▶ _Source passage_
* begin *
Spring Integration Kafka provides Apache Avro backed encoders out of the box, as this is a popular choice for serialization in the big data spectrum. If no encoders are specified as beans, the default encoders provided by Kafka will be used. On that not, if the encoder is configured only for the message and not for the key, the same encoder will be used for both. These are standard Kafka behaviors. Spring Integration Kafka adapter does simply enforce those behaviours. Kafka default encoder expects the data to come as byte arrays and it is a no-op encoder, i.e. it just takes the byte array as it is. When default encoders are used, there are two ways a message can be sent. Either, the sender of the message to the channel can simply put byte arrays as message key and payload. Or, the key and value can be sent as Java Serializable object. In the latter case, the Kafka adapter will automatically convert them to byte arrays before sending to Kafka broker. If the encoders are default and the objects sent are not serializable, then that would cause an error. By providing explicit encoders it is totally up to the developer to configure how the objects are serialized. In that case, the objects may or may not implement the Serializable interface.
A bit more on the Avro support. There are two flavors of Avro encoders provided, one based on the Avro ReflectDatum and the other based on SpecificDatum. The encoding using reflection is fairly simple as you only have to configure your POJO or other class types along with the XML. Here is an example.
<bean id="kafkaEncoder" class="org.springframework.integration.kafka.serializer.avro.AvroReflectDatumBackedKafkaEncoder"> <constructor-arg value="java.lang.String" /> </bean>
Reflection based encoding may not be appropriate for large scale systems and Avro's SpecificDatum based encoders can be a better fit. In this case, you can generate a specific Avro object (a glorified POJO) from a schema definition. The generated object will store the schema as well. In order to do this, you need to generate the Avro object separately though. There are both maven and gradle plugins available to do code generation automatically. You have to provide the avdl or avsc files to specify your schema. Once you take care of these steps, you can simply configure a specific datum based Avro encoder (see the first example above) and pass along the fully qualified class name of the generated Avro object for which you want to encode instances. The samples project has examples of using both of these encoders.
* end *
▶ _To be done_
Rewrite the Spring Integration Kafka passage above, starting with "A bit more on" and going on through "is an example.", replacing "flavors" with "variants".

▶ _Collected material_
* begin *
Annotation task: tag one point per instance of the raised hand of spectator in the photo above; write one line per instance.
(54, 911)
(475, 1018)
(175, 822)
* end *
▶ _Answer to the problem_
A bit more on the Avro support. There are two variants of Avro encoders provided, one based on the Avro ReflectDatum and the other based on SpecificDatum. The encoding using reflection is fairly simple as you only have to configure your POJO or other class types along with the XML. Here is an example.